* Directions for this task
All of the material must be duplicated exactly, line by line.

***

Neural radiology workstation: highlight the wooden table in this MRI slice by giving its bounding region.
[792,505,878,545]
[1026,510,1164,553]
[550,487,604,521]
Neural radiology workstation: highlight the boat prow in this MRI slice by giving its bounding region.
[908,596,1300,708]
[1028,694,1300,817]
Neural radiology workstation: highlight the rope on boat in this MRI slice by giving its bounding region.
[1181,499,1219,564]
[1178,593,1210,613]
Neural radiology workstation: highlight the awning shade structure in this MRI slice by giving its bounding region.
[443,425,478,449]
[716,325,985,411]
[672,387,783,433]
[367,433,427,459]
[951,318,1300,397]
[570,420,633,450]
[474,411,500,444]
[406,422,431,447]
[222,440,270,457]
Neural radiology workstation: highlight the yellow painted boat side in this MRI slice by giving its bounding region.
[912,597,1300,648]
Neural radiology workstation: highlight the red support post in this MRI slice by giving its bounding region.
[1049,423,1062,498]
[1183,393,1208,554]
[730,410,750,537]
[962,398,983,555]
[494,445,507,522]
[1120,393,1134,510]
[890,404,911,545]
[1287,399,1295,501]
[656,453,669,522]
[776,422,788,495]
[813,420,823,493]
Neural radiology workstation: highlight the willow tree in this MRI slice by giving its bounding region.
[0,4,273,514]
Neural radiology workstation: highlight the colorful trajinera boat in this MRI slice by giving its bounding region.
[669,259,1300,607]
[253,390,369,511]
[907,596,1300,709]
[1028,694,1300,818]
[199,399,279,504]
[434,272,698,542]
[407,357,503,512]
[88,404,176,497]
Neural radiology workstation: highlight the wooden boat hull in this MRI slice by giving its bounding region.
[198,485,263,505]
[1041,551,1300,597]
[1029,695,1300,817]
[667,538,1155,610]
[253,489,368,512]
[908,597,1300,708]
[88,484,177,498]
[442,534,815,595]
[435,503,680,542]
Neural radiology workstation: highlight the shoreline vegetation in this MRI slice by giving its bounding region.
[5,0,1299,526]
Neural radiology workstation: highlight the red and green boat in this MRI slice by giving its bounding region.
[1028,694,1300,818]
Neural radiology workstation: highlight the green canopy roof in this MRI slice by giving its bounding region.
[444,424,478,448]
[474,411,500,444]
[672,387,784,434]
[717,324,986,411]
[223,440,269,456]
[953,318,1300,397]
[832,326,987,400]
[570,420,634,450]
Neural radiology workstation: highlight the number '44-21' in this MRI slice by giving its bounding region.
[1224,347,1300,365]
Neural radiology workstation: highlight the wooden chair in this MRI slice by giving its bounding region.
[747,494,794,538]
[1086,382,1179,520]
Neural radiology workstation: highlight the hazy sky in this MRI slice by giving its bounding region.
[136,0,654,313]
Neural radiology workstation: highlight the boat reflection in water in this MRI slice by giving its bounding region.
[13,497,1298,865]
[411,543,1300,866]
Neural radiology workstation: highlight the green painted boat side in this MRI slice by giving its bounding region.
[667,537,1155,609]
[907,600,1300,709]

***

* Answer to this problem
Neural radiology workstation: highlight the wooden table in this MRI slice by giving its bounding region.
[792,505,878,545]
[1026,510,1164,553]
[550,487,604,521]
Neural radiology workstation: highlight the boat prow in this MRI slice by giving its bounding region.
[908,596,1300,708]
[1028,694,1300,817]
Neural radiology workstation: highlight the rope on boat in this MRI slice by giving its bounding region.
[1181,499,1219,564]
[1178,593,1210,613]
Neural radiology workstation: highlight the awning shade structure in this MRI slice by giving its bounding region.
[443,425,478,449]
[716,325,985,411]
[672,387,783,433]
[367,433,427,459]
[951,318,1300,397]
[570,420,633,450]
[474,411,500,444]
[406,422,431,447]
[222,440,270,457]
Neural radiology workstation: highlight the yellow painted boat side in this MRI slice by giving its bounding region.
[912,597,1300,648]
Neural radiology workstation: highlight the red support post in this MRI slice by giving its bounding region.
[1049,423,1062,498]
[1183,393,1208,554]
[730,410,750,537]
[962,398,983,555]
[494,445,507,522]
[1120,393,1134,510]
[890,404,911,545]
[1287,399,1295,501]
[656,453,669,522]
[776,422,788,495]
[813,420,823,493]
Neural radiology workstation: highlight the willow tree in this MRI slice by giving its bounding region.
[0,4,273,514]
Neural radiology workstation: highlight the colorful trajinera boat in this MRI slice by giving its bounding region.
[669,259,1300,607]
[253,390,369,511]
[907,596,1300,709]
[1028,694,1300,818]
[199,399,279,504]
[434,272,698,542]
[407,357,503,512]
[88,404,176,497]
Neural radiology workstation: highlight the wooden boat hull in this MRI slice by giving its bounding region.
[198,485,263,505]
[1041,551,1300,597]
[1029,695,1300,817]
[667,538,1155,610]
[253,489,368,512]
[908,597,1300,708]
[88,484,177,498]
[442,534,815,595]
[435,503,680,542]
Neural radiology workstation: highlight the shoreline vegetation in this MRI slice by giving its bounding region.
[5,0,1299,526]
Neural radiology workstation: highlight the red and green boat in this MRI slice by giving its bounding region.
[1028,694,1300,818]
Neural radiology workstation: highlight the green canopy roof in this MRI slice by giving its bounding region.
[444,424,478,448]
[474,411,500,444]
[672,387,784,434]
[717,324,986,411]
[223,440,269,456]
[953,318,1300,397]
[832,326,987,400]
[570,420,634,450]
Neural radiology workstation: highlight the number '44-21' in this MRI slice by giving its bounding region.
[1224,347,1300,365]
Neural radiology workstation: highlight the wooden chair in this MRI slice by giving its bounding region.
[747,494,794,538]
[1086,382,1179,520]
Neural radiology workstation: highlight the hazy sky in this MRI slice by giving its bounding region.
[136,0,654,313]
Neural radiology workstation: highlight the boat reflection in water in this MRI slice by giving its bounding region.
[13,497,1298,865]
[411,543,1300,866]
Neural radiology workstation: highlight the green painted boat side in this MRI slice by giving its bounding region.
[667,537,1155,609]
[907,600,1300,709]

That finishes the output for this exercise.